**YOUR TASKS**
a) In the passage on manures, which two grain crops are named as benefiting most from ammonia or nitrates?
b) For each statement below, say whether it agrees with the passage on manures, and quote the words of the passage that decide it.
(i) Phosphates are used with advantage on the turnip.
(ii) A special manure may be used year after year in a routine manner.
(iii) Ammonia never acts more favorably on the turnip than phosphates do.
c) Write what comes next in the passage on manures, picking up after its final sentence.

**SELECTED EXCERPT**
It has been commonly asserted that phosphates are specially adapted to root crops, and ammonia or nitrates to the cereals, and this statement is so far true, that the former are used with advantage on the turnip, while the latter act with great benefit on grain crops and more especially on oats and barley. The effect of the latter, however, is more or less apparent in all crops and on all soils, because it promotes the assimilation of the mineral matters already present. But its peculiar importance lies in the power which it has of promoting the rapid development of the young plant, causing it to send its roots out into the soil, and to spread its leaves into the air, thus enabling it to take from those two sources, abundance of the useful substances existing in them. But it ought to be distinctly understood, that the statement that particular manures are specially suited to particular crops must be assumed with some reservation, because everything depends upon the nature of the food contained in the soil. It is well known that there are many soils in which ammonia acts more favourably on the turnip than phosphates, and vice versa, and the difference is often due to the previous treatment. In many cases in which ammonia when first used proved most beneficial, it now begins to lose its effect, and the reason no doubt is, that by its means the phosphates existing in these soils have been reduced in amount, while the ammonia has accumulated, so that a change in the system of manuring becomes necessary. A general manure may be used year after year in a perfectly routine manner, but where a special manure is employed, the importance of watching its effects, and altering it as circumstances indicate, cannot be over-estimated. The length of time during which special manures have been extensively used has not been sufficient to bring this prominently before the agriculturist, but its importance must sooner or later force itself upon him, and he will then see the necessity for studying the succession of manures as well as that of crops.

**GIVEN INFORMATION**
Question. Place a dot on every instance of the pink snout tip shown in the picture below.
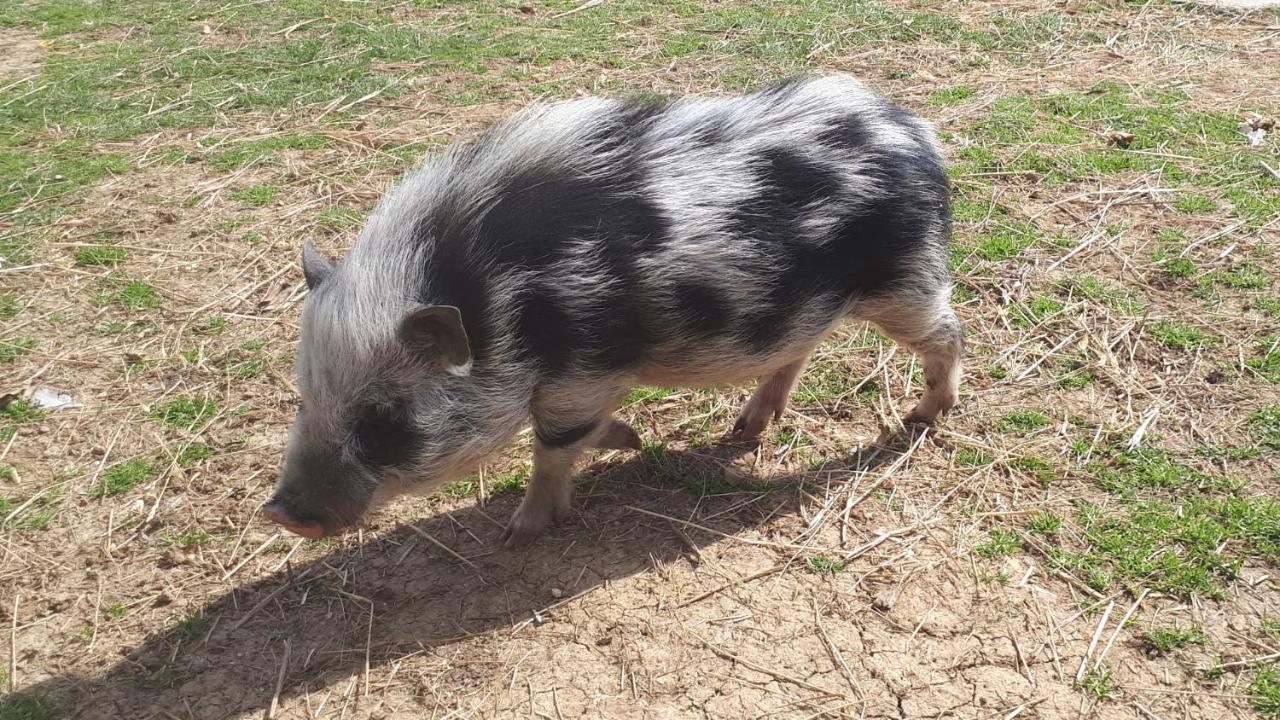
(275, 514)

**EXPECTED RESULTS**
a) Oats and barley.

b)
(i) Yes: "the former are used with advantage on the turnip"
(ii) No: "A general manure may be used year after year in a perfectly routine manner, but where a special manure is employed, the importance of watching its effects, and altering it as circumstances indicate, cannot be over-estimated."
(iii) No: "It is well known that there are many soils in which ammonia acts more favourably on the turnip than phosphates"

c)
Hitherto we have considered a manure merely as a source from which plants derive their food, but it exercises a scarcely less important action on the chemical and physical properties of the soil. Farm-yard manure, which, as we shall afterwards see, contains a large amount of decomposing vegetable and animal matters, yields a supply of carbonic acid, which operates on the mineral constituents, promotes their further disintegration, and thus liberates their useful elements. It affects also their physical properties, for it diminishes the tenacity of heavy clays; each straw as it decomposes forming a channel through which the roots of plants, air, and moisture can penetrate more readily than through the stiff clay itself. On the other hand, it diminishes the porosity of light sandy soils, causes them to retain moisture, and generally makes their texture more suitable to the plant. Special manures probably act to some extent chemically on the soil, but the nature of the changes they produce is as yet imperfectly understood. Superphosphates which are highly acid in all probability act powerfully on the mineral substances, and common salt, which, though of little importance to the plant, occasionally produces very striking effects, appears to exercise some decomposing action on the soil. It is difficult, however, to trace the mode in which they operate on a substance of such complexity as the soil. Lime, as we shall afterwards see, acts by promoting the decomposition of the vegetable matters on the soil, and possibly some other substances may have a similar effect.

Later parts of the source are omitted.